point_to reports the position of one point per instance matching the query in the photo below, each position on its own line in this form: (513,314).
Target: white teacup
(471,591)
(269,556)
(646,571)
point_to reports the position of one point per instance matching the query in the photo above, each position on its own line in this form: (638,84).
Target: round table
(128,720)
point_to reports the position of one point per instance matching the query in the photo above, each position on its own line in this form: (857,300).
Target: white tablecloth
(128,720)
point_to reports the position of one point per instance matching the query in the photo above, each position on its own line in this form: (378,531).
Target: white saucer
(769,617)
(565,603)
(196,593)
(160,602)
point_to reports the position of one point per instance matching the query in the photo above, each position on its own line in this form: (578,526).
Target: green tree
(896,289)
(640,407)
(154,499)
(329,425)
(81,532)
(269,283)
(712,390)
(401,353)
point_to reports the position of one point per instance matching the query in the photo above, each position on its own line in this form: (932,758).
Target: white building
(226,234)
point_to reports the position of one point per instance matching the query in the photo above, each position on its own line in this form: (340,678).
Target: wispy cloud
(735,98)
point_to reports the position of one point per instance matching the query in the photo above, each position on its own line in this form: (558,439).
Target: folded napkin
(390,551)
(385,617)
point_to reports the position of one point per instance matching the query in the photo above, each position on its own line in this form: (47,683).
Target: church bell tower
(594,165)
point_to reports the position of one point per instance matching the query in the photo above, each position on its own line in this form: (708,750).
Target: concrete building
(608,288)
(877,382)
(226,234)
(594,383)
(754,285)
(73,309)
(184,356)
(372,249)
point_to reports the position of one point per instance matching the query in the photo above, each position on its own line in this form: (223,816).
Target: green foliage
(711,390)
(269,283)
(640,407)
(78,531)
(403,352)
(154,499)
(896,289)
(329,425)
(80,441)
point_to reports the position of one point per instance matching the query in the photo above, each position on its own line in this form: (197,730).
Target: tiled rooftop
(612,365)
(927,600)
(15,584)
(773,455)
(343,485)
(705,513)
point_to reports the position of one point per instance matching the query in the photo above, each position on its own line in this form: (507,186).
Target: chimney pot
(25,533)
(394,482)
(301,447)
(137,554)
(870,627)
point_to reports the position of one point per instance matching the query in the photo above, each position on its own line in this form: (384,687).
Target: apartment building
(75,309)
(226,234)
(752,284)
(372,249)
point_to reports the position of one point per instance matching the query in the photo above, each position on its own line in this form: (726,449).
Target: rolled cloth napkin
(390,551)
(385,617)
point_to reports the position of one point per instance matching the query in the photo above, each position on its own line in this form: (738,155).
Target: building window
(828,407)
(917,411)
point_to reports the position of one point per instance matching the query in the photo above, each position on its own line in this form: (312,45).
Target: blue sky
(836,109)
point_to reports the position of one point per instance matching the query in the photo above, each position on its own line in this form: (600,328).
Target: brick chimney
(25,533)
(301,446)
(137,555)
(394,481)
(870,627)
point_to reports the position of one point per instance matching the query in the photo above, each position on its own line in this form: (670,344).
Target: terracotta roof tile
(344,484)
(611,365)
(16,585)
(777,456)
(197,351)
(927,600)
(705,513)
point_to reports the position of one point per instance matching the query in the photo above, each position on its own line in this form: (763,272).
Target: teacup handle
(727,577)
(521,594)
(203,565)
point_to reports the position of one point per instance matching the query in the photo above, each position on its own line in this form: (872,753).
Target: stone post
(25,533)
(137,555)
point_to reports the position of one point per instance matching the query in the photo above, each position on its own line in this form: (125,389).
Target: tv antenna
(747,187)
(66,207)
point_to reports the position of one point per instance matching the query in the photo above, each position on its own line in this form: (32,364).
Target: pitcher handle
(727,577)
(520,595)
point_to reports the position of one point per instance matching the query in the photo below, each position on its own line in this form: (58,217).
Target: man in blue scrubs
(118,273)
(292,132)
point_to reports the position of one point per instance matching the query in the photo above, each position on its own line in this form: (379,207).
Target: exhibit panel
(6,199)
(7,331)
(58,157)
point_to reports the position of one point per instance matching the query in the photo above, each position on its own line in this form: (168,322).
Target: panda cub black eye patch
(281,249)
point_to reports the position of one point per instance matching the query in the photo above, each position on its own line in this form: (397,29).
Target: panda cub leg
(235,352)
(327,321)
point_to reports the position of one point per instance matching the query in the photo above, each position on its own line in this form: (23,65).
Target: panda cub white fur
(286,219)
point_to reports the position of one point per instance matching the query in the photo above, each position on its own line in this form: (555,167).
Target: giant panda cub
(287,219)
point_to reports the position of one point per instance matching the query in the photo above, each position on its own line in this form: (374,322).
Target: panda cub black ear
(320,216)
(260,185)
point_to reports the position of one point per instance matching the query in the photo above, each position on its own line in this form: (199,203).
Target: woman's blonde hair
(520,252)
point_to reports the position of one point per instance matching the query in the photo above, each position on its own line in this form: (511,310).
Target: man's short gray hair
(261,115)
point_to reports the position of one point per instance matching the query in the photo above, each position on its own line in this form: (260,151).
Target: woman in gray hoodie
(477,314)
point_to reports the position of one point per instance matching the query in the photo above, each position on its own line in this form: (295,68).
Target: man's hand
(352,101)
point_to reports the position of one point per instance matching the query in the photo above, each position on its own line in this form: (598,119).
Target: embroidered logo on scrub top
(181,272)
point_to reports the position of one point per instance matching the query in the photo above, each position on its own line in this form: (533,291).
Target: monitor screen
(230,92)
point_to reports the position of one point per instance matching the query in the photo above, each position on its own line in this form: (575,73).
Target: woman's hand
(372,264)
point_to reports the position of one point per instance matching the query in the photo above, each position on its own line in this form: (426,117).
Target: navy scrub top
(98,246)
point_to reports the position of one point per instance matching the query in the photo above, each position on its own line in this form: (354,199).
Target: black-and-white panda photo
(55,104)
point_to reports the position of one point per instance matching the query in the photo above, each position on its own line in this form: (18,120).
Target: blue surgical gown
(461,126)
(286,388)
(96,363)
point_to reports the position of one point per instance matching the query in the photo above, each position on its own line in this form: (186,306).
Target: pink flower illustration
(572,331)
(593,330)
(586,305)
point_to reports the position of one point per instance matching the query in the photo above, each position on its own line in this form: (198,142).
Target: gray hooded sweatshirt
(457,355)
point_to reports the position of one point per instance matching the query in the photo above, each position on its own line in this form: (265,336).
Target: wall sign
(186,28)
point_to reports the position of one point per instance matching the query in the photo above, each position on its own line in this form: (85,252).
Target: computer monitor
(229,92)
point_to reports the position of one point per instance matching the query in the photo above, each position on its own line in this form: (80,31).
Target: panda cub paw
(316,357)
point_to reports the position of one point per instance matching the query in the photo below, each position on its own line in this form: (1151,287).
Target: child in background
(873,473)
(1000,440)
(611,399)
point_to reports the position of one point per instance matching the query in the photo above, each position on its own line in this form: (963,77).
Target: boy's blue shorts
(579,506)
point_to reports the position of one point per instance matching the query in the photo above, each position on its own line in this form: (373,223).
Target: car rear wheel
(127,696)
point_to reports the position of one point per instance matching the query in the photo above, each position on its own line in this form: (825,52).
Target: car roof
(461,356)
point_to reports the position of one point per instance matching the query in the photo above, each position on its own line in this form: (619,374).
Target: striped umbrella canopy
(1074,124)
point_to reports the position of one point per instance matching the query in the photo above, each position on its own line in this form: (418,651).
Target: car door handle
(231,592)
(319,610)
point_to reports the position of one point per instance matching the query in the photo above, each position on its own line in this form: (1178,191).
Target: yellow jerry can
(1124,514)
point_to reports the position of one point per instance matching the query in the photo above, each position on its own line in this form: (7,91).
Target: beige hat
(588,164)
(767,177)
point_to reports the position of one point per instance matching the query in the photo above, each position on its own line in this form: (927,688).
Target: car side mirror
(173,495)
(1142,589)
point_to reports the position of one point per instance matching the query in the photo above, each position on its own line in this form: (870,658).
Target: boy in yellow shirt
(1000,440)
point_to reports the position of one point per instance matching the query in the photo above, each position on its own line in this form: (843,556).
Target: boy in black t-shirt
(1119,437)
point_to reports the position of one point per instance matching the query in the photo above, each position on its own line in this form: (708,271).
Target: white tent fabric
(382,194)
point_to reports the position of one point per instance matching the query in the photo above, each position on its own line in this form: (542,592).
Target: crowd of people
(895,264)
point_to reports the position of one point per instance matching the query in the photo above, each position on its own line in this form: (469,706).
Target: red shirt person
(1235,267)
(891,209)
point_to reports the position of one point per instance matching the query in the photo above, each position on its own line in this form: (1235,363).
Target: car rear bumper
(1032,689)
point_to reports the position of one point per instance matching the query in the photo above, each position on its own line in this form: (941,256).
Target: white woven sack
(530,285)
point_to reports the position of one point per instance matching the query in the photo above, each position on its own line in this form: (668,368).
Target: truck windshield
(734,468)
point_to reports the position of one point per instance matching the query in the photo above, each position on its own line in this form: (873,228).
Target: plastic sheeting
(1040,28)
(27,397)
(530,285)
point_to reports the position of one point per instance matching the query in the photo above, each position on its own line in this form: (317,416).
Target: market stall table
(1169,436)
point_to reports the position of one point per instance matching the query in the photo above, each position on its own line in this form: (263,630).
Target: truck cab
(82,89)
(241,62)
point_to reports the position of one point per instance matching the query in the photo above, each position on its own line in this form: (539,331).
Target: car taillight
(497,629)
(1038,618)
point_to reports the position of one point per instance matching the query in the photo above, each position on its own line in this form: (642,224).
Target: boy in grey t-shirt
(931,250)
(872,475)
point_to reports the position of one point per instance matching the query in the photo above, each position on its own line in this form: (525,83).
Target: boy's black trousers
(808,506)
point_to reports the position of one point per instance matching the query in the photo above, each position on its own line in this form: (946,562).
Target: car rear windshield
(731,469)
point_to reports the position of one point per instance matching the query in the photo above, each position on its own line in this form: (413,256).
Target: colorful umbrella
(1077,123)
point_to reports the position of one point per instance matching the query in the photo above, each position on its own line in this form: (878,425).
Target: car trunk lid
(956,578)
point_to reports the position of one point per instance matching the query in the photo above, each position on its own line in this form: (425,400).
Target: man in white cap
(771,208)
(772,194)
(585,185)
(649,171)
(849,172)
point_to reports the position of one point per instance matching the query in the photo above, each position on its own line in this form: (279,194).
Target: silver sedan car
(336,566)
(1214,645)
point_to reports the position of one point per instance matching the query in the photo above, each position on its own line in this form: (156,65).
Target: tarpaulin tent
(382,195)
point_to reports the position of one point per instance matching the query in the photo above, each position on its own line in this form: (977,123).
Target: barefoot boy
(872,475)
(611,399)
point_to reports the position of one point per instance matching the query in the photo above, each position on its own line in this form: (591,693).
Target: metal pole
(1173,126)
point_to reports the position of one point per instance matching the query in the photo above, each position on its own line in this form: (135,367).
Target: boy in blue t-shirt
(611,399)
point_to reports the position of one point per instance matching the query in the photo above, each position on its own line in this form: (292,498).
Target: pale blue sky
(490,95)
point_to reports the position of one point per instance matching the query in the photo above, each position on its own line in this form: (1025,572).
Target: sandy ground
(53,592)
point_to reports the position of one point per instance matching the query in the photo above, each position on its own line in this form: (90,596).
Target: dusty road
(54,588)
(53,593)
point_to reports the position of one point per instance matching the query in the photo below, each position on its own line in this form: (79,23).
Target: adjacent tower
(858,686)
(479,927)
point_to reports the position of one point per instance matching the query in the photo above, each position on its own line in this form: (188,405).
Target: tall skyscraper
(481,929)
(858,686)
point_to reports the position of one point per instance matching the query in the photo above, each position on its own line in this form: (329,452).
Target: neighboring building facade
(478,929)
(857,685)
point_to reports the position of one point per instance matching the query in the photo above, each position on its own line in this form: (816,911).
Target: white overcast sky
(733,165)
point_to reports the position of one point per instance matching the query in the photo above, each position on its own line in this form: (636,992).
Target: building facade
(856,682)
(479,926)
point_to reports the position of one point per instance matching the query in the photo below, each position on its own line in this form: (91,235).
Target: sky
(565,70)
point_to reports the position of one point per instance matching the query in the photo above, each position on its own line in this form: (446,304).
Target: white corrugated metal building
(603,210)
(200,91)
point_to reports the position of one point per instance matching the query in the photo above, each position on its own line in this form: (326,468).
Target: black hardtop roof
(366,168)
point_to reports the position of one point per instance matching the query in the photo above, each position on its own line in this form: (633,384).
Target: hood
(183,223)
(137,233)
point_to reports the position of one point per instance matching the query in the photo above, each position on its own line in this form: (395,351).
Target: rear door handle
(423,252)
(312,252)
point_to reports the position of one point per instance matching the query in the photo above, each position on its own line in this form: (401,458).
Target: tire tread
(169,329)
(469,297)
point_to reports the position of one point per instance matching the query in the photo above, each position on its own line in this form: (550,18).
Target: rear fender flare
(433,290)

- - - -

--- WHAT YOU HAVE TO DO ---
Above are the records. Copy the lines beginning at the one that has "Target: white tablecloth" and ending with the one that has "this form: (578,526).", unchanged.

--- ANSWER FOR THE TASK ---
Target: white tablecloth
(128,720)
point_to reports the position of one point per instance matching the query in the photo above, each position on its own line in this form: (378,531).
Target: white saucer
(769,617)
(565,603)
(196,593)
(160,602)
point_to reports the position of one point per instance matching the query in the photo above, each position on its own line in this form: (578,526).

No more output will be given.